→ **Document segment**
Hazel Carby, one of the world's leading scholars on race, gender, and African American issues, has been appointed as Centennial Professor at LSE’s International Inequalities Institute (III).
Professor Carby will conduct research focusing on the inequalities embedded in climate change and other global environmental challenges. She will also teach on two programmes: the Masters in Inequalities and Social Science and the Atlantic Fellows for Social and Economic Equity.
She has spent most of her distinguished career at Yale University where she is the Charles C. and Dorothea S. Dilley Professor Emeritus of African American Studies and Professor Emeritus of American Studies. Her critically acclaimed book Imperial Intimacies: A Tale of Two Islands won the British Academy's 2020 Nayef Al-Rodhan Prize for Global Cultural Understanding.
She commented: “I am looking forward to working with colleagues at the Institute on a multidisciplinary engagement with the inequalities embedded in the ecological relations of environmental racism and imminent climate catastrophe. Poor black, brown and indigenous peoples are the most vulnerable to the effects of environmental exploitation, dispossession and degradation rooted in settler colonialism and racial capitalism. Today these communities are also at the forefront of mobilising collective, cultural and political resistance to mining, the extraction of fossil fuels, toxic pollution and waste. It is imperative that our research and knowledge systems be propelled from and informed by these sites of struggle and alternative ways of living with and on the earth if we are to have a future.”

→ **Set of tasks**
• a. Decide whether each statement agrees with the announcement of Hazel Carby's appointment, answering yes or no and quoting the words of that announcement that settle it: (i) Carby will teach on three programmes at the Institute; (ii) her book Imperial Intimacies: A Tale of Two Islands won a British Academy prize in 2020; (iii) she holds the title Professor Emeritus of American Studies at Yale University.
• b. Carry on the announcement of Hazel Carby's appointment from the point where it stops.

→ **Dataset entries**
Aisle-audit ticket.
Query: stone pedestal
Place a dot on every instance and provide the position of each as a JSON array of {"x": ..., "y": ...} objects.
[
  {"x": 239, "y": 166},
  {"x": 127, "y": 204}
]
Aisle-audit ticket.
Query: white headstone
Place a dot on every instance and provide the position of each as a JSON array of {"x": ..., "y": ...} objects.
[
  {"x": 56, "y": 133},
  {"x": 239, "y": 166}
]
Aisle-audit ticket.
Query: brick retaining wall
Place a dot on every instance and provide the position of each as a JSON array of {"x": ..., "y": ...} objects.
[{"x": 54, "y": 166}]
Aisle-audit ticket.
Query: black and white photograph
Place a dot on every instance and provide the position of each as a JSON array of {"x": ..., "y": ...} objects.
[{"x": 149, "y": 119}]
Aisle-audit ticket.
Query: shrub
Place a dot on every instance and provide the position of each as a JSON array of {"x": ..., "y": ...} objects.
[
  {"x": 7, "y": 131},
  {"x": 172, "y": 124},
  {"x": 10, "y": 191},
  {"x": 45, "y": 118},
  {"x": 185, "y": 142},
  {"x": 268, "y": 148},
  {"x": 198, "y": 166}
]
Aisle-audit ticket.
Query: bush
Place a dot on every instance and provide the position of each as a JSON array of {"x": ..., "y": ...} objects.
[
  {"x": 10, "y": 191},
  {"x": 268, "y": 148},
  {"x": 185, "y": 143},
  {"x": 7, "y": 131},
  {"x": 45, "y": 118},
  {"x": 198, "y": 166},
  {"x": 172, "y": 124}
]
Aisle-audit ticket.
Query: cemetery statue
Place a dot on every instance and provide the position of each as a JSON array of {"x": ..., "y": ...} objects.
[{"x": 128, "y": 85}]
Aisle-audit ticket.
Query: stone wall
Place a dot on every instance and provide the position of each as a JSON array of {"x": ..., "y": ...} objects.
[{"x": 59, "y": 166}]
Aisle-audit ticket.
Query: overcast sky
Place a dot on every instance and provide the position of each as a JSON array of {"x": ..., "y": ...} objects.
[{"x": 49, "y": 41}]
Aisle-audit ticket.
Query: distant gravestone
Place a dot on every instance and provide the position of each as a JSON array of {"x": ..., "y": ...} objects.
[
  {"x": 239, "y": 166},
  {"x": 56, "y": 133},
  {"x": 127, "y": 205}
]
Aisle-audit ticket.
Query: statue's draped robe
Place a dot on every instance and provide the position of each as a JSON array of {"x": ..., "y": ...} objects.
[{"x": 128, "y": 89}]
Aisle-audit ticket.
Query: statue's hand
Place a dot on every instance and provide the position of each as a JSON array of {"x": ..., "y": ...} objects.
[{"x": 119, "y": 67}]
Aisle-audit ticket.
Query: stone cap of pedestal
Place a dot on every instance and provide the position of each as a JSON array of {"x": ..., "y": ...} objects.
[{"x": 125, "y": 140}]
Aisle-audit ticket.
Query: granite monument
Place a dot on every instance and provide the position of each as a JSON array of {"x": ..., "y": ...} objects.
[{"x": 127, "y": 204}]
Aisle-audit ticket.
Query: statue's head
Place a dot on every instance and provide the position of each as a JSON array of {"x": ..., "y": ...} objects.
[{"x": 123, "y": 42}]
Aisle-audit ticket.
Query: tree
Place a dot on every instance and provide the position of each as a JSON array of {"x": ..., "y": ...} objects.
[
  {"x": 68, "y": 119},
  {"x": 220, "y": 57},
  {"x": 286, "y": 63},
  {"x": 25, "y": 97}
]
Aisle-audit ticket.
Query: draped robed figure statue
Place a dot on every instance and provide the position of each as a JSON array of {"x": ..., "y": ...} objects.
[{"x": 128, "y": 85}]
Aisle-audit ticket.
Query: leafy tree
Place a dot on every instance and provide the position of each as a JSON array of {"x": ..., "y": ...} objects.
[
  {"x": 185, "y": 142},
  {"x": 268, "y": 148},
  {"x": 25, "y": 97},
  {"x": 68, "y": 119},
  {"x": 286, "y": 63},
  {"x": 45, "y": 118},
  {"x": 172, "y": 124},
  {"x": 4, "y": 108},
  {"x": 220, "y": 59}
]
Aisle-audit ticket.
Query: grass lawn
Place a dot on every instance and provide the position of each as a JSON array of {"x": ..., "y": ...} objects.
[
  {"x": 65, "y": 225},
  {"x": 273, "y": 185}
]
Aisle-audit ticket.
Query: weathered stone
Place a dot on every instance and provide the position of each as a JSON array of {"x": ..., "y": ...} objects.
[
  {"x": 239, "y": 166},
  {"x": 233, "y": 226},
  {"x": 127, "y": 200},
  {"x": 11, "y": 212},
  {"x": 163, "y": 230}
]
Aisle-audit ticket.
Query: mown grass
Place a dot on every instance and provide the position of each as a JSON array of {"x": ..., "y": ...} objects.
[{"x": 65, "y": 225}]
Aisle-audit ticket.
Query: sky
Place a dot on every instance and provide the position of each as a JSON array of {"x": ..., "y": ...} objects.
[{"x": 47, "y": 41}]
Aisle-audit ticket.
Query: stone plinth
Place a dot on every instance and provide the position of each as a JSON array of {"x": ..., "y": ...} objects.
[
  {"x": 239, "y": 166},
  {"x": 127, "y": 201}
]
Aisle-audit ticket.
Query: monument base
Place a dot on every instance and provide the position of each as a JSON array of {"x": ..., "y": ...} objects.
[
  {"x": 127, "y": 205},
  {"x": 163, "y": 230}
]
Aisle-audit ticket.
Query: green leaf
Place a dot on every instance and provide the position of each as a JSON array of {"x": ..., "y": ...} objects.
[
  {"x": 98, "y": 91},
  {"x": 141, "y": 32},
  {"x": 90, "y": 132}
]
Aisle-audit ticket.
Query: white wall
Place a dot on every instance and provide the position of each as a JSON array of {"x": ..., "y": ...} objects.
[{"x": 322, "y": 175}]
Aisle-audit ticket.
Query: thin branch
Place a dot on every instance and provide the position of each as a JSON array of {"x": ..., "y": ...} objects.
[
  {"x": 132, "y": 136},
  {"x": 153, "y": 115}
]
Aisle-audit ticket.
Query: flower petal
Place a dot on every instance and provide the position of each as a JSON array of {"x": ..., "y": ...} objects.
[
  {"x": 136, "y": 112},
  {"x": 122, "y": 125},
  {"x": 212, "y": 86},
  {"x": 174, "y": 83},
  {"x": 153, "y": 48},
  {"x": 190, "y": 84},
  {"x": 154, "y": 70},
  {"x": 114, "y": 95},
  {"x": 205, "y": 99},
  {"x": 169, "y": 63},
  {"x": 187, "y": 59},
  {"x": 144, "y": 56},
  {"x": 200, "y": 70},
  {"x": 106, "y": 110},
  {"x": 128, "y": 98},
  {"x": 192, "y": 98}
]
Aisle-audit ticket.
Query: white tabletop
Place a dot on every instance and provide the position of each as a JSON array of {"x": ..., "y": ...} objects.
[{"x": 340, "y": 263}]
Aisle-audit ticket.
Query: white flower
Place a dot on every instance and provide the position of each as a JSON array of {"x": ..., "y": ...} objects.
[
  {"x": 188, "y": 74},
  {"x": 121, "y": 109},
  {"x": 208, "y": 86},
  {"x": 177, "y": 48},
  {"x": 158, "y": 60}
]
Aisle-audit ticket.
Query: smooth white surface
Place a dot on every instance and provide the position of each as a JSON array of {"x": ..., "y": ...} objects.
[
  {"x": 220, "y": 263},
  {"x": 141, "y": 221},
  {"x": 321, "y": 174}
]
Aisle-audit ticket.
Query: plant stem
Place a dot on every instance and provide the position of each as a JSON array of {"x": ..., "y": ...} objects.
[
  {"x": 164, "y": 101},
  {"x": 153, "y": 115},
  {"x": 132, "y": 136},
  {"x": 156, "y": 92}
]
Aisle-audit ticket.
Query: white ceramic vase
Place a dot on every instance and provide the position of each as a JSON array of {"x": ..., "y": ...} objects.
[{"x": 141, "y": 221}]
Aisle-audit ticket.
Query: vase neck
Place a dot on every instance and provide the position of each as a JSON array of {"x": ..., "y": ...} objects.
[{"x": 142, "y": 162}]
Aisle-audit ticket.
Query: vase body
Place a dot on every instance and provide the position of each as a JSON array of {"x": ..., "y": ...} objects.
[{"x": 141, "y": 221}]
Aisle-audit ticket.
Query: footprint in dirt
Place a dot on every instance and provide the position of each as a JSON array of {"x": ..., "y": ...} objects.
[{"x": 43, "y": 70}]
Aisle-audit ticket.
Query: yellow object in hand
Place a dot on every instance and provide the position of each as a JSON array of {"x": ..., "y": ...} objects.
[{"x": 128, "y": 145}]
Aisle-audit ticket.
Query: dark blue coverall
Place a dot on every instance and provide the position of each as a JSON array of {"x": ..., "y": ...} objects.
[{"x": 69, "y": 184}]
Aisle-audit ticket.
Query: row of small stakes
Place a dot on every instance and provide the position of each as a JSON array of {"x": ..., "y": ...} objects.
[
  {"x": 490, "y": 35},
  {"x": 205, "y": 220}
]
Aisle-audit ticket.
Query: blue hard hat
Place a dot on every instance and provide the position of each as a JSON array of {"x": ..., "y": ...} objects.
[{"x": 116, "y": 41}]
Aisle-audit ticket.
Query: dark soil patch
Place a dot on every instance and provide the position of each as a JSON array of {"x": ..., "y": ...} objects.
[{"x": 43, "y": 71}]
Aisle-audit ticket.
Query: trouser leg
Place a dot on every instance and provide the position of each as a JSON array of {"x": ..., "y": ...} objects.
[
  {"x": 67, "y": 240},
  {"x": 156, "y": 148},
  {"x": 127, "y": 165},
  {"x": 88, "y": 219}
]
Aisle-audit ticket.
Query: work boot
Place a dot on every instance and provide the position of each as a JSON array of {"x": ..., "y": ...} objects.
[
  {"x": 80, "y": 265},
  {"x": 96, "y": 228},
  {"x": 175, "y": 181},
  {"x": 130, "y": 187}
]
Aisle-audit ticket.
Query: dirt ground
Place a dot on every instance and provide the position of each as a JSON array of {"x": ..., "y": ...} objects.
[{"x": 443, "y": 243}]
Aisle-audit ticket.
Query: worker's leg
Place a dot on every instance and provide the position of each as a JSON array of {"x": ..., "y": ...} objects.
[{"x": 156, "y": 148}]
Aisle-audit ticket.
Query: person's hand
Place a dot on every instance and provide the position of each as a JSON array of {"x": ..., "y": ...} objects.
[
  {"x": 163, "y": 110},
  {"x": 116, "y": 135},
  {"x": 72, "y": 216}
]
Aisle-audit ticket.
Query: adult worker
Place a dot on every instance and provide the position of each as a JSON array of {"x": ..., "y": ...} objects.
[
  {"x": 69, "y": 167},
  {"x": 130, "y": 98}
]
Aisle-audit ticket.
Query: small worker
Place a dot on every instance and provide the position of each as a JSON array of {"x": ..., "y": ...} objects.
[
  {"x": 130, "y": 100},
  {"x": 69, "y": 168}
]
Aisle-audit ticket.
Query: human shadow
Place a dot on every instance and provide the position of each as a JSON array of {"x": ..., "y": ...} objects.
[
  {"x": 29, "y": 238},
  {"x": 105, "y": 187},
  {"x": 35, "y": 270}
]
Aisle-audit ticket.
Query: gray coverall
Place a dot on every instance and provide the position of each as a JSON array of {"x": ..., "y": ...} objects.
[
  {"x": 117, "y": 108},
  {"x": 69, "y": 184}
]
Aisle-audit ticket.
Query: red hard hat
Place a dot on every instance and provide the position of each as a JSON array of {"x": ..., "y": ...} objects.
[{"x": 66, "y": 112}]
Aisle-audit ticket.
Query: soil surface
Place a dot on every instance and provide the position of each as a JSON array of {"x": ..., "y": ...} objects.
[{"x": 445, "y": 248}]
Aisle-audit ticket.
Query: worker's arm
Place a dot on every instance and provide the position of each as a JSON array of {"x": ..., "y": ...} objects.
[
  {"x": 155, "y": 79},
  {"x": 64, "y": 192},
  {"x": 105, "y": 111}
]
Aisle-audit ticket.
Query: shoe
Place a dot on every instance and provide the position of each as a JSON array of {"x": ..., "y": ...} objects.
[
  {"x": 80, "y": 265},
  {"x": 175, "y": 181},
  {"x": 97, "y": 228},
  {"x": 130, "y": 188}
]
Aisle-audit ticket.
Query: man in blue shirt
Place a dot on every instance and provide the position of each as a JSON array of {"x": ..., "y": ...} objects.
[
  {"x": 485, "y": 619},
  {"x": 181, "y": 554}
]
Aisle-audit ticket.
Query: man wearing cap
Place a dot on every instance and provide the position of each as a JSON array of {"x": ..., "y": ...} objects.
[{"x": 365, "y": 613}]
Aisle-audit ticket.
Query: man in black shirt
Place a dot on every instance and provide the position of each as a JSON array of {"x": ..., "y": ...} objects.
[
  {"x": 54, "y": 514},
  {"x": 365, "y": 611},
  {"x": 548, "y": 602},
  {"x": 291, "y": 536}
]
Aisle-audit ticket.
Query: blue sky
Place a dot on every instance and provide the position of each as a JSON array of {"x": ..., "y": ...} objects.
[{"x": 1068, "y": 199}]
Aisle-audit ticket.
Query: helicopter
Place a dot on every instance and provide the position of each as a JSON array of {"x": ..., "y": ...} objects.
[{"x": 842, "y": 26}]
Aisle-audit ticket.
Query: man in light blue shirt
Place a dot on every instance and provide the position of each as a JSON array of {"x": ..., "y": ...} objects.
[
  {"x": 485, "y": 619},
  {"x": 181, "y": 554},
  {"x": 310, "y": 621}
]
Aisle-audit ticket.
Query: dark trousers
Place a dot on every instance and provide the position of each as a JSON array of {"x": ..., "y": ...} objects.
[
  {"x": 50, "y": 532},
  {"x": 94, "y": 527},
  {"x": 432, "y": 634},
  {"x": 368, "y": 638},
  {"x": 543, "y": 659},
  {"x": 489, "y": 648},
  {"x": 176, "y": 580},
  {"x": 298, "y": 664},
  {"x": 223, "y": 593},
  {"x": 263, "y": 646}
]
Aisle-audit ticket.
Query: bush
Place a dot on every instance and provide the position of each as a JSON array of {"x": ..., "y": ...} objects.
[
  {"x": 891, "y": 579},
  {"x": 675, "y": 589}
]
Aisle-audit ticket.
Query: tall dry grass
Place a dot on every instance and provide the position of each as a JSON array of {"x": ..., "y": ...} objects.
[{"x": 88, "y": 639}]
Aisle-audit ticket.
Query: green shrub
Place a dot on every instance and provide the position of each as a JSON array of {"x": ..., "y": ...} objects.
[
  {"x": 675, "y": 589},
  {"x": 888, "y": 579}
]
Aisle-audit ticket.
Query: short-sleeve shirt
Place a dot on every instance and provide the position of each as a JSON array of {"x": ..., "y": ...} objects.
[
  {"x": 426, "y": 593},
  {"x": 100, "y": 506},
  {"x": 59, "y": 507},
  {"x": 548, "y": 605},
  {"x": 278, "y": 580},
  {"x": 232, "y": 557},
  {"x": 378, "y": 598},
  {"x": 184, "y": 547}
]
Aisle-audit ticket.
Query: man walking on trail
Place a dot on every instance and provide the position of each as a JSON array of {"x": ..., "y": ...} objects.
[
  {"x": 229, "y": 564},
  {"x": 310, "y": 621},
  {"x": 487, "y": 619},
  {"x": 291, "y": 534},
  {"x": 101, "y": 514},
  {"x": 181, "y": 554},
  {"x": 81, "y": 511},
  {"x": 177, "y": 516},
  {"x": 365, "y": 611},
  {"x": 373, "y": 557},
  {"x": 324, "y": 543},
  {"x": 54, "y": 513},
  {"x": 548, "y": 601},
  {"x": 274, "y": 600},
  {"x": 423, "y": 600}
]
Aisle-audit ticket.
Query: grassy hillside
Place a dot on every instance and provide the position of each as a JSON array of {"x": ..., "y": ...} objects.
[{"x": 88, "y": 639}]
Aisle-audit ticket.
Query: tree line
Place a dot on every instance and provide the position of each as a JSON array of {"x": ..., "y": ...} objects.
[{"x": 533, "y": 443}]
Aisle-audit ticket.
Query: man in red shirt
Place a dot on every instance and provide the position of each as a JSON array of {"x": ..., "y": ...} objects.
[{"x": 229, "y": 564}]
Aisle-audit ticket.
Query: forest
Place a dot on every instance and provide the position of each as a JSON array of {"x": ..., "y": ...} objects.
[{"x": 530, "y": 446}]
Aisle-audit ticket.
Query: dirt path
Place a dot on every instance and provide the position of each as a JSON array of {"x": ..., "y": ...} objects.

→ **Responses by item number**
• a.
(i) No: "She will also teach on two programmes"
(ii) Yes: "won the British Academy's 2020 Nayef Al-Rodhan Prize for Global Cultural Understanding"
(iii) Yes: "Professor Emeritus of American Studies"

• b.
Francisco Ferreira, Director of III, said: “Racial inequalities – in so many different dimensions – are among the most odious and egregious in our societies today. I believe Professor Carby is uniquely placed to inspire and energise our work on these topics, and I am absolutely delighted that she will be joining LSE and the Institute in 2022 as a Centennial Professor.”
Armine Ishkanian, Executive Director of the Atlantic Fellows for Social Equity programme at III, added: “I am delighted that Professor Carby will be joining the III as Centennial Professor as her research speaks to the aims and areas of focus of the Atlantic Fellows for Social and Economic Equity (AFSEE) programme and the III/AFSEE Politics of Inequality research theme. I believe her work be of great interest to our community of AFSEE Fellows and I very much look forward to working with her when she joins us in 2022.”
The appointment of Professor Hazel Carby as Centennial Professor at LSE’s International Inequalities Institute was supported by the Institute’s Racial Justice Working Group.